----- SUPPLIED INFORMATION -----
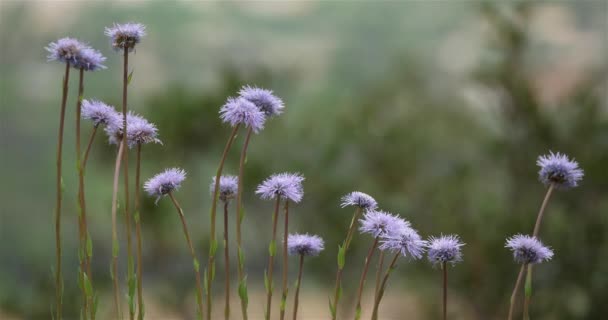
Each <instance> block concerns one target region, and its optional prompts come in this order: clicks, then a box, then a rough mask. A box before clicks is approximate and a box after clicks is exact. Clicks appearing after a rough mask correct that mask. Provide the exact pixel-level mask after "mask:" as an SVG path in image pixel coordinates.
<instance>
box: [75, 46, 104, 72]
mask: <svg viewBox="0 0 608 320" xmlns="http://www.w3.org/2000/svg"><path fill="white" fill-rule="evenodd" d="M104 61H106V57H104V56H103V55H102V54H101V52H99V51H97V50H95V49H93V48H91V47H86V48H83V49H82V50H81V51H80V55H78V56H77V57H76V62H75V63H74V68H76V69H80V68H82V69H83V70H84V71H96V70H99V69H105V68H106V66H104V65H103V64H102V63H103V62H104Z"/></svg>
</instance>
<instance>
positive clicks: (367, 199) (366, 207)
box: [340, 191, 378, 210]
mask: <svg viewBox="0 0 608 320" xmlns="http://www.w3.org/2000/svg"><path fill="white" fill-rule="evenodd" d="M340 206H341V207H342V208H344V207H348V206H354V207H359V208H361V209H363V210H375V209H376V208H377V207H378V203H377V202H376V200H375V199H374V198H372V197H371V196H369V195H367V194H365V193H363V192H359V191H354V192H351V193H349V194H347V195H345V196H344V197H342V203H341V204H340Z"/></svg>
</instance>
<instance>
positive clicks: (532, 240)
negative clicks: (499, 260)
mask: <svg viewBox="0 0 608 320" xmlns="http://www.w3.org/2000/svg"><path fill="white" fill-rule="evenodd" d="M505 247H506V248H509V249H511V251H513V259H515V262H517V263H521V264H536V263H541V262H543V261H548V260H551V258H552V257H553V250H551V249H550V248H548V247H545V246H544V245H543V244H542V243H541V242H540V241H539V240H538V239H537V238H536V237H531V236H526V235H521V234H518V235H515V236H513V237H511V238H509V239H507V244H506V246H505Z"/></svg>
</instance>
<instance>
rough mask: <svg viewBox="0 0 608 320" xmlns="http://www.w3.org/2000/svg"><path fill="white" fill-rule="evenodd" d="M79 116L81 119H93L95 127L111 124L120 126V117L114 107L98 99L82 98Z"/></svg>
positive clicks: (120, 124) (120, 120) (119, 115)
mask: <svg viewBox="0 0 608 320" xmlns="http://www.w3.org/2000/svg"><path fill="white" fill-rule="evenodd" d="M81 116H82V118H83V119H89V120H91V121H93V125H94V126H95V127H97V126H99V125H113V124H118V125H119V126H121V124H122V118H121V117H120V114H119V113H118V112H117V111H116V109H114V107H111V106H108V105H107V104H105V103H103V102H101V101H98V100H86V99H85V100H82V111H81ZM121 127H122V126H121Z"/></svg>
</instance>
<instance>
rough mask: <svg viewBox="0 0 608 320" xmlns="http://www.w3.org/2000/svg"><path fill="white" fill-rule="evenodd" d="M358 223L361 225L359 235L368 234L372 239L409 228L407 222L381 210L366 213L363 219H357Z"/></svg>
mask: <svg viewBox="0 0 608 320" xmlns="http://www.w3.org/2000/svg"><path fill="white" fill-rule="evenodd" d="M359 223H361V226H360V227H359V231H360V232H361V233H369V234H371V235H372V236H373V237H374V238H376V237H380V236H386V235H388V234H396V233H399V232H400V231H401V229H403V228H407V227H409V226H410V223H409V222H407V221H405V220H403V219H401V218H399V217H398V216H396V215H392V214H390V213H389V212H385V211H381V210H377V211H368V212H366V213H365V215H363V218H361V219H359Z"/></svg>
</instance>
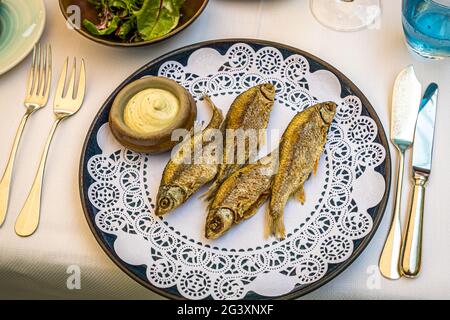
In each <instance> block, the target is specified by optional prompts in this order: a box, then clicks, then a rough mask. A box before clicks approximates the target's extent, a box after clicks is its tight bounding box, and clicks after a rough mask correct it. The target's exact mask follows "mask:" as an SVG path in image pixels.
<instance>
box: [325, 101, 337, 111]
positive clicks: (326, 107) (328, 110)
mask: <svg viewBox="0 0 450 320" xmlns="http://www.w3.org/2000/svg"><path fill="white" fill-rule="evenodd" d="M325 108H327V110H328V111H330V112H334V110H336V106H335V105H334V104H333V103H327V104H326V106H325Z"/></svg>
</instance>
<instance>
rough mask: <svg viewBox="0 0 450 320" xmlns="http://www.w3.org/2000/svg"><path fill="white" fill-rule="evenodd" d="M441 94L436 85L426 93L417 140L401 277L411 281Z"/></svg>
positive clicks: (422, 215)
mask: <svg viewBox="0 0 450 320" xmlns="http://www.w3.org/2000/svg"><path fill="white" fill-rule="evenodd" d="M438 92H439V88H438V86H437V85H436V84H435V83H432V84H430V85H429V86H428V88H427V90H426V91H425V94H424V98H423V100H422V105H421V111H420V112H419V117H418V119H417V126H416V133H415V138H414V147H413V181H414V188H413V193H412V197H411V204H410V206H409V211H408V215H407V219H406V221H407V224H406V229H405V239H404V243H403V250H402V257H401V260H400V268H401V272H402V275H404V276H405V277H409V278H415V277H417V276H418V274H419V272H420V268H421V265H422V232H423V213H424V205H425V185H426V183H427V181H428V177H429V175H430V173H431V159H432V154H433V140H434V127H435V121H436V107H437V97H438Z"/></svg>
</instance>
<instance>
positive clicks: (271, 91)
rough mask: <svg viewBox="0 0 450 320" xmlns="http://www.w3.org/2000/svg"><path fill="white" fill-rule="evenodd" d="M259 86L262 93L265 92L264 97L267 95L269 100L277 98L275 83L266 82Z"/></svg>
mask: <svg viewBox="0 0 450 320" xmlns="http://www.w3.org/2000/svg"><path fill="white" fill-rule="evenodd" d="M259 88H260V90H261V93H262V94H263V96H264V97H266V99H267V100H269V101H274V100H275V93H276V89H275V86H274V85H273V84H271V83H264V84H262V85H260V87H259Z"/></svg>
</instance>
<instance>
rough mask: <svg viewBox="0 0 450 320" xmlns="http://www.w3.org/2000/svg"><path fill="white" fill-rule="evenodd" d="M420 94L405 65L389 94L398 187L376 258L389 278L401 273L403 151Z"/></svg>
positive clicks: (418, 105)
mask: <svg viewBox="0 0 450 320" xmlns="http://www.w3.org/2000/svg"><path fill="white" fill-rule="evenodd" d="M421 98H422V85H421V84H420V82H419V80H417V77H416V74H415V72H414V67H413V66H412V65H411V66H408V67H407V68H405V69H404V70H402V71H401V72H400V74H399V75H398V76H397V79H396V80H395V85H394V92H393V97H392V118H391V140H392V143H393V144H394V145H395V146H396V147H397V150H398V153H399V157H398V171H397V189H396V190H395V192H396V195H395V201H394V212H393V215H392V221H391V226H390V228H389V233H388V236H387V238H386V241H385V243H384V247H383V250H382V252H381V255H380V260H379V262H378V266H379V268H380V272H381V274H382V275H383V276H384V277H385V278H387V279H391V280H396V279H400V277H401V268H400V267H399V260H400V256H401V246H402V242H403V241H402V230H401V222H400V212H401V200H402V187H403V171H404V165H405V151H406V150H407V149H408V148H409V147H410V146H411V145H412V143H413V140H414V129H415V126H416V121H417V114H418V112H419V107H420V101H421Z"/></svg>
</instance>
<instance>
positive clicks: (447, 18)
mask: <svg viewBox="0 0 450 320" xmlns="http://www.w3.org/2000/svg"><path fill="white" fill-rule="evenodd" d="M445 1H448V0H440V2H441V3H448V4H449V5H443V4H439V3H436V2H434V1H432V0H403V29H404V31H405V35H406V40H407V42H408V44H409V45H410V47H411V48H412V49H413V50H414V51H416V52H417V53H419V54H420V55H421V56H424V57H428V58H443V57H450V1H448V2H445Z"/></svg>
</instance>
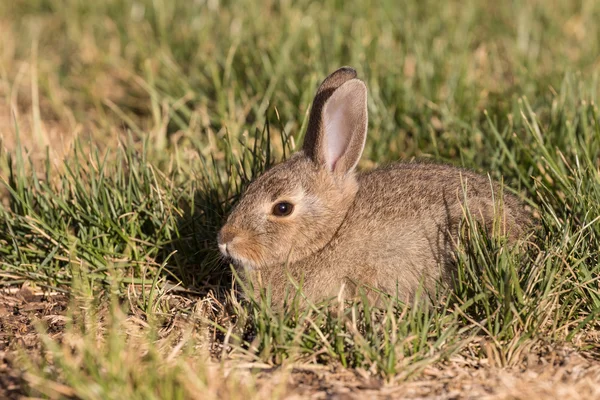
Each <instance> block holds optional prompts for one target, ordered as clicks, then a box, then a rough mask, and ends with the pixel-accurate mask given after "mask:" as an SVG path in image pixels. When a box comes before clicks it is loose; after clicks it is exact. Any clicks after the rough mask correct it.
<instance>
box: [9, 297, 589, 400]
mask: <svg viewBox="0 0 600 400" xmlns="http://www.w3.org/2000/svg"><path fill="white" fill-rule="evenodd" d="M67 303H68V298H67V296H65V295H63V294H58V293H54V294H43V293H33V292H32V291H31V290H30V289H29V288H27V287H22V288H18V289H5V290H3V291H0V398H1V399H19V398H23V397H24V396H26V395H27V391H26V382H25V380H24V378H23V371H22V370H20V369H19V368H17V367H16V366H15V365H14V360H15V357H16V355H17V354H18V353H19V352H26V353H37V352H36V350H39V346H40V344H39V340H38V337H37V334H36V329H35V326H36V324H39V323H43V324H45V326H46V329H47V331H48V332H49V333H50V335H51V336H53V337H59V336H60V335H61V333H62V331H63V329H64V327H65V321H66V318H65V312H66V309H67ZM596 345H597V343H596ZM590 348H591V349H592V350H590V351H588V352H577V351H575V350H573V349H571V348H569V347H552V346H548V345H539V346H536V347H535V348H532V349H531V352H530V353H529V354H524V355H523V356H522V357H520V358H519V360H520V362H519V363H517V365H513V366H511V367H502V366H498V365H494V363H493V362H492V361H491V360H493V358H485V357H484V358H482V359H477V358H472V357H463V356H457V357H456V358H454V359H452V360H450V361H448V362H444V363H439V364H437V365H434V366H429V367H427V368H426V369H425V370H424V371H423V373H422V374H420V375H419V376H418V379H416V380H409V381H408V382H406V381H404V382H394V381H387V382H386V381H384V380H381V379H376V378H373V377H372V376H371V375H370V374H369V373H368V372H367V371H362V370H350V369H344V368H341V367H336V366H333V367H332V366H318V365H302V366H297V367H294V368H292V369H287V370H284V369H283V368H269V367H268V366H262V367H261V368H256V366H251V365H250V366H245V367H243V366H240V367H241V368H240V369H241V370H242V372H243V373H247V374H255V376H256V377H257V381H258V385H259V392H260V393H265V394H267V393H268V394H272V393H273V390H274V388H275V387H276V386H277V387H281V383H282V380H283V381H284V382H283V387H284V390H283V393H282V394H283V395H284V397H285V398H289V399H299V398H310V399H340V400H341V399H362V398H381V399H391V398H407V399H440V400H441V399H526V400H531V399H538V398H560V399H562V400H565V399H592V398H600V351H599V350H598V349H599V348H600V346H595V347H594V346H593V344H592V346H590ZM594 349H595V350H594ZM38 354H39V353H38ZM232 364H234V363H233V362H232ZM234 368H235V367H234ZM236 369H237V368H236ZM257 371H259V372H257Z"/></svg>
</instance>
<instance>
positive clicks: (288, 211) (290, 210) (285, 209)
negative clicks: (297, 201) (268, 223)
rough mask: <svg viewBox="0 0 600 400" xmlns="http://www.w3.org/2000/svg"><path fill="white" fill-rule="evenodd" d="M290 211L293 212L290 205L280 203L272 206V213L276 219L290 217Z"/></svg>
mask: <svg viewBox="0 0 600 400" xmlns="http://www.w3.org/2000/svg"><path fill="white" fill-rule="evenodd" d="M292 211H294V205H293V204H291V203H287V202H285V201H282V202H280V203H277V204H275V205H274V206H273V211H272V212H273V215H276V216H278V217H287V216H288V215H290V214H291V213H292Z"/></svg>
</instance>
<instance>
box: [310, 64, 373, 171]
mask: <svg viewBox="0 0 600 400" xmlns="http://www.w3.org/2000/svg"><path fill="white" fill-rule="evenodd" d="M355 76H356V72H355V71H354V70H353V69H350V68H342V69H339V70H338V71H336V72H334V73H333V74H331V75H330V76H329V77H328V78H327V79H325V81H324V82H323V83H322V84H321V87H319V90H318V91H317V95H316V96H315V101H314V102H313V109H312V111H311V115H310V120H309V125H308V131H307V133H306V138H305V140H304V148H303V149H304V153H305V154H306V155H307V156H308V157H310V158H311V159H312V160H313V161H314V162H315V163H317V164H318V165H320V166H323V167H325V168H327V169H328V170H329V171H332V172H335V173H340V174H346V173H347V172H350V171H352V170H353V169H354V168H355V167H356V164H357V163H358V160H359V159H360V156H361V154H362V151H363V148H364V146H365V139H366V136H367V119H368V116H367V88H366V87H365V84H364V83H363V82H362V81H360V80H358V79H355Z"/></svg>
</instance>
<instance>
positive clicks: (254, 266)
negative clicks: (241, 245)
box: [219, 244, 256, 271]
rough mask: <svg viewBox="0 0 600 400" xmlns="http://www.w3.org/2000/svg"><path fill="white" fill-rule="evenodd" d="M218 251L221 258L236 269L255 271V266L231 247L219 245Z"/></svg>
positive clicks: (249, 259) (237, 251)
mask: <svg viewBox="0 0 600 400" xmlns="http://www.w3.org/2000/svg"><path fill="white" fill-rule="evenodd" d="M219 251H220V252H221V255H222V256H223V258H224V259H225V260H227V261H229V262H231V263H232V264H233V265H234V266H235V267H236V268H237V269H240V270H244V271H252V270H254V269H256V265H255V263H254V262H253V261H252V260H250V259H248V258H246V257H244V256H243V255H241V254H240V253H239V252H238V251H237V250H236V249H234V248H232V246H223V245H222V244H219Z"/></svg>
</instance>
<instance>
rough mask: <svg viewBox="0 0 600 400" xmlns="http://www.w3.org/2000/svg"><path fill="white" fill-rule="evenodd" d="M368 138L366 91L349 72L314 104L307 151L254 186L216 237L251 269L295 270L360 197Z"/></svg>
mask: <svg viewBox="0 0 600 400" xmlns="http://www.w3.org/2000/svg"><path fill="white" fill-rule="evenodd" d="M366 133H367V89H366V87H365V85H364V83H363V82H362V81H360V80H358V79H356V72H355V71H354V70H353V69H351V68H341V69H339V70H337V71H336V72H334V73H333V74H331V75H330V76H328V77H327V78H326V79H325V80H324V81H323V83H322V84H321V86H320V87H319V89H318V91H317V94H316V96H315V99H314V101H313V105H312V109H311V113H310V118H309V123H308V128H307V131H306V136H305V140H304V145H303V148H302V151H299V152H298V153H296V154H294V155H293V156H292V157H291V158H290V159H288V160H287V161H285V162H283V163H281V164H278V165H276V166H274V167H273V168H271V169H269V170H268V171H266V172H265V173H264V174H263V175H261V176H260V177H258V178H257V179H256V180H255V181H253V182H252V183H251V184H250V185H249V186H248V188H247V190H246V191H245V193H244V194H243V196H242V198H241V199H240V201H239V203H238V204H237V205H236V206H235V208H234V209H233V211H232V212H231V214H230V215H229V217H228V219H227V222H226V224H225V225H224V226H223V228H222V229H221V231H220V232H219V235H218V243H219V249H220V251H221V252H222V253H223V254H224V255H225V256H227V257H229V258H231V259H232V260H233V261H234V263H235V264H237V265H238V266H243V267H245V268H249V269H256V268H264V267H269V266H272V265H276V264H285V263H293V262H295V261H298V260H300V259H302V258H304V257H306V256H308V255H310V254H313V253H315V252H317V251H319V250H320V249H322V248H323V247H324V246H325V245H326V244H327V243H328V242H330V241H331V240H332V239H333V238H334V235H335V232H336V230H337V229H338V228H339V226H340V225H341V224H342V222H343V220H344V217H345V216H346V214H347V212H348V210H349V208H350V207H351V205H352V202H353V200H354V197H355V195H356V191H357V182H356V177H355V173H354V169H355V167H356V164H357V163H358V160H359V159H360V156H361V153H362V151H363V148H364V145H365V138H366Z"/></svg>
-----
### WHAT IS BEING ASKED
Repeat exactly the lines of the listing above, from the one with "86L262 93L265 92L264" down to the one with "94L405 65L389 94L398"; both of those lines belong in the range.

### ANSWER BELOW
rough mask: <svg viewBox="0 0 450 320" xmlns="http://www.w3.org/2000/svg"><path fill="white" fill-rule="evenodd" d="M259 86L262 93L265 92L264 97L267 95L269 100L277 98L275 83L266 82Z"/></svg>
mask: <svg viewBox="0 0 450 320" xmlns="http://www.w3.org/2000/svg"><path fill="white" fill-rule="evenodd" d="M259 88H260V90H261V93H262V94H263V96H264V97H266V99H267V100H269V101H274V100H275V93H276V89H275V86H274V85H273V84H271V83H264V84H262V85H260V87H259Z"/></svg>
</instance>
<instance>
rough mask: <svg viewBox="0 0 450 320" xmlns="http://www.w3.org/2000/svg"><path fill="white" fill-rule="evenodd" d="M420 94L405 65L389 94L398 187L376 258L389 278L401 273L403 151Z"/></svg>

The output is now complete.